AIM –
Update the rows below so that "Report the position" becomes "Give the coordinates" everywhere it occurs. Leave everything else unchanged.
— START —
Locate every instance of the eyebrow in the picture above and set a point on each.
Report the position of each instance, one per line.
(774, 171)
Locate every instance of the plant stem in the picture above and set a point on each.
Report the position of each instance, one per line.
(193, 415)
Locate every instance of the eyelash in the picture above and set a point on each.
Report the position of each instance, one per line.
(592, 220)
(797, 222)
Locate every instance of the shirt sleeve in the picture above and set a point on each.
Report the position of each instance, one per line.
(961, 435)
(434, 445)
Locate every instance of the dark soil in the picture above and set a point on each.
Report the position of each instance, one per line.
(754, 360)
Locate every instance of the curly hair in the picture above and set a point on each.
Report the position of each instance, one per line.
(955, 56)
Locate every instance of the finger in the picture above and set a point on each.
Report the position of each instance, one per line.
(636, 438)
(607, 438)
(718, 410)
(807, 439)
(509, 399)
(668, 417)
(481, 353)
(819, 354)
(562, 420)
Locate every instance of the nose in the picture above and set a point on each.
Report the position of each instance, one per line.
— END —
RESPONSE BELOW –
Locate every instance of the eyebrow in the picture above and set a point on each.
Give the coordinates of each instance, one per line.
(774, 171)
Locate every instance of the plant stem in the picture above and set a point on each.
Give the coordinates of each instance, one per line.
(193, 415)
Locate every instance of the eyelash in the picture above and set a point on each.
Give the coordinates of each instance, one per line.
(592, 220)
(797, 222)
Locate every instance of the shirt sleeve in the picture above and set a point on each.
Give the coordinates of each instance, one per line.
(961, 435)
(434, 445)
Locate every instance of the dark soil in the picture above and set a point on each.
Give the coordinates of each instance, one per line.
(754, 360)
Locate every instance of the curly hair in the picture above and set a point on each.
Give the coordinates of each instance, one per line.
(955, 56)
Locate every instance of the finger in the picture above and set a point on each.
Give the coordinates of each instance, one per line.
(636, 438)
(607, 438)
(718, 410)
(807, 439)
(509, 399)
(668, 417)
(481, 353)
(819, 354)
(562, 420)
Locate every instance of the nose in the picture above and set a point on each.
Give the coordinates of each instance, one per line.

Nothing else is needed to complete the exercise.